Tâches à réaliser –
1. Répondez à ces questions sur le texte consacré à la piraterie :
(a) Quel article de quelle convention définit la piraterie ?
(b) Combien de cas d'attaques de piraterie a-t-on dénombrés en 2010 ?
(c) Qui devra se préparer à ces menaces par un dispositif de sûreté ?
2. Remplacez « Target » par « Objet » dans les lignes, en commençant à celle qui contient « the boat reflection on water » et en terminant à la dernière ligne, puis redonnez uniquement ces lignes, sans autre changement.

Texte extrait –
++++++
La piraterie est définie par l’article 101 de la Convention de Montego bay , elle est définie en une série de situation ou d’actes suivants : <

Contre un navire ou un aéronef, ou contre des personnes ou des biens à leur bord, en haute mer.

Contre un navire ou  aéronef, des personnes ou des biens dans un lieu ne relevant de la juridiction d’aucun Etat.

Tout acte de participation volontaire à l’utilisation d’un navire ou d’un aéronef lorsque son auteur a connaissance des faits dont il découle que  ce navire ou aéronef  est un navire ou aéronef pirate Tout acte ayant pour but d’inciter à commettre les actes définis aux lettres a ou b, ou commis dans l’intention de les faciliter ».

Ces actes de piraterie sont quasi présents dans ces opérations, rien que l’année  2010, on dénombrait 445 cas d’attaques de piraterie, surtout dans le golf de Guinée où on note plus de plates-formes pétrolières que nulle autre part.

Ce phénomène de la piraterie interpellera au premier chef la marine nationale, qui devra, par un dispositif de sureté conséquent et suffisant se préparer à ces éventuelles menaces.

Enfin les enjeux liés à l’environnement, à la préservation du milieu marin, qui sont aussi d’une grande complexité, qui exigent aussi un dispositif méticuleux.

Tout d’abord, il faut savoir qu’il y’a eu, dans un  passé récent, de nombreux désastres dans les installations pétrolières en mer, et que le risque demeure toujours très élevé, comme le soulignait à juste titre d’ailleurs, le Professeur Martine-Gouilloud, « dans l’activité offshore, le risque de mer, se conjugue avec le risque du puits. »
++++++
Lignes à traiter –
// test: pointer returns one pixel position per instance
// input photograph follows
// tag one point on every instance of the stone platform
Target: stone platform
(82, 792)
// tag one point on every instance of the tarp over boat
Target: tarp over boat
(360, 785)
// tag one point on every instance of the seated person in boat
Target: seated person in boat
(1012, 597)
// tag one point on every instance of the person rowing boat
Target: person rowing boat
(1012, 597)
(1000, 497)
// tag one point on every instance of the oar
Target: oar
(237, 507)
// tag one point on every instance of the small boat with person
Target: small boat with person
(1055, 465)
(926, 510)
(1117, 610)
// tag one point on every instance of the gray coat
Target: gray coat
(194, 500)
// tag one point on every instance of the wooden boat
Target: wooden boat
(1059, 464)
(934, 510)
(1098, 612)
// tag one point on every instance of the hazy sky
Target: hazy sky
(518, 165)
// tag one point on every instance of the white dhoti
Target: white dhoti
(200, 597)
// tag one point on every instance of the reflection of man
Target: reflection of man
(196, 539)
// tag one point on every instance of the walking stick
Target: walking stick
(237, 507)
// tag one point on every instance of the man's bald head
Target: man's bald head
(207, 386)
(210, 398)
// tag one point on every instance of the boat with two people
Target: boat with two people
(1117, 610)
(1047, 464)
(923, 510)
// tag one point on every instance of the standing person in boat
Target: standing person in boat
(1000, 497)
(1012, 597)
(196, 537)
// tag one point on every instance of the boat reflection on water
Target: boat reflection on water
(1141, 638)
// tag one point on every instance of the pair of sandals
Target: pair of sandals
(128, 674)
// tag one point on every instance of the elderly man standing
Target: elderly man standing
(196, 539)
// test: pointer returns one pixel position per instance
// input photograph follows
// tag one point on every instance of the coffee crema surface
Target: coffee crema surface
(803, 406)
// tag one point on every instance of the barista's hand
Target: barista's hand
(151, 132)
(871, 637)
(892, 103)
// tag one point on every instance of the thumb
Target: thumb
++++++
Résultats des tâches –
1.
(a) L'article 101 de la Convention de Montego Bay.
(b) 445 cas.
(c) La marine nationale.

2.
// tag one point on every instance of the boat reflection on water
Objet: boat reflection on water
(1141, 638)
// tag one point on every instance of the pair of sandals
Objet: pair of sandals
(128, 674)
// tag one point on every instance of the elderly man standing
Objet: elderly man standing
(196, 539)
// test: pointer returns one pixel position per instance
// input photograph follows
// tag one point on every instance of the coffee crema surface
Objet: coffee crema surface
(803, 406)
// tag one point on every instance of the barista's hand
Objet: barista's hand
(151, 132)
(871, 637)
(892, 103)
// tag one point on every instance of the thumb
Objet: thumb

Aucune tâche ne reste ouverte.